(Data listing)
§

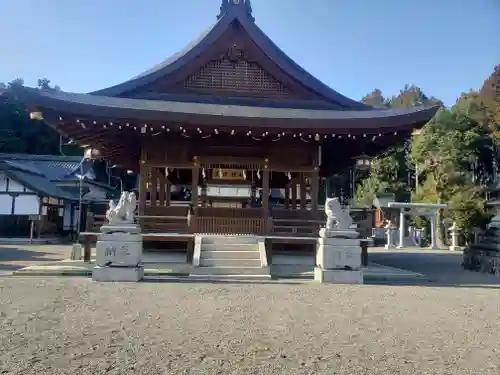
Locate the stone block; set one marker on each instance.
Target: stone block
(76, 252)
(119, 250)
(340, 242)
(121, 228)
(338, 276)
(337, 257)
(117, 274)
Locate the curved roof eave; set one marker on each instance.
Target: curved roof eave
(210, 36)
(92, 105)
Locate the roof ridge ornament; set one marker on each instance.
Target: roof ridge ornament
(240, 6)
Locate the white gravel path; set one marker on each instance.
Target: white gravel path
(75, 326)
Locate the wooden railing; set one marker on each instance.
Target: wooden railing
(229, 225)
(149, 224)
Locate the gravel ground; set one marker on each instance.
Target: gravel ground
(74, 326)
(14, 257)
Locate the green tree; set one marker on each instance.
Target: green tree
(19, 134)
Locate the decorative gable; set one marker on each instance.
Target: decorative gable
(235, 73)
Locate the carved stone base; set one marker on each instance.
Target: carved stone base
(121, 228)
(338, 276)
(333, 257)
(119, 249)
(118, 274)
(76, 252)
(333, 233)
(338, 253)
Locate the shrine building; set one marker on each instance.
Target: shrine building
(231, 110)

§

GIVEN TASK>
Copy out each line word for word, please, skipping the images.

SOLUTION FOR THIS PROBLEM>
Locate the stone block; set one marker on each instance.
Target: stone block
(76, 252)
(119, 250)
(340, 242)
(121, 228)
(338, 276)
(337, 257)
(117, 274)
Locate the curved roof eave; set one marker on each instance.
Target: curved roof eave
(210, 36)
(92, 105)
Locate the roof ridge ornament; set one marker on each instance.
Target: roof ridge ornament
(240, 6)
Locate the white gravel path; set one marker on each instance.
Target: white gravel path
(75, 326)
Locate the wooden railing; set one marker on each instance.
Target: wooden railing
(229, 225)
(149, 224)
Locate the gravel ground; set one marker on each instance.
Target: gravel ground
(74, 326)
(14, 257)
Locate the green tree; set one marker on each instance.
Target: green tree
(19, 134)
Locate the decorative gable; set one marker on each instance.
Target: decorative gable
(235, 73)
Locate the carved stone base; set one marker on each instance.
Target: carved stone base
(121, 228)
(338, 276)
(333, 257)
(119, 249)
(118, 274)
(76, 252)
(333, 233)
(338, 253)
Locate the shrine building; set one marker on each instance.
Target: shrine building
(231, 110)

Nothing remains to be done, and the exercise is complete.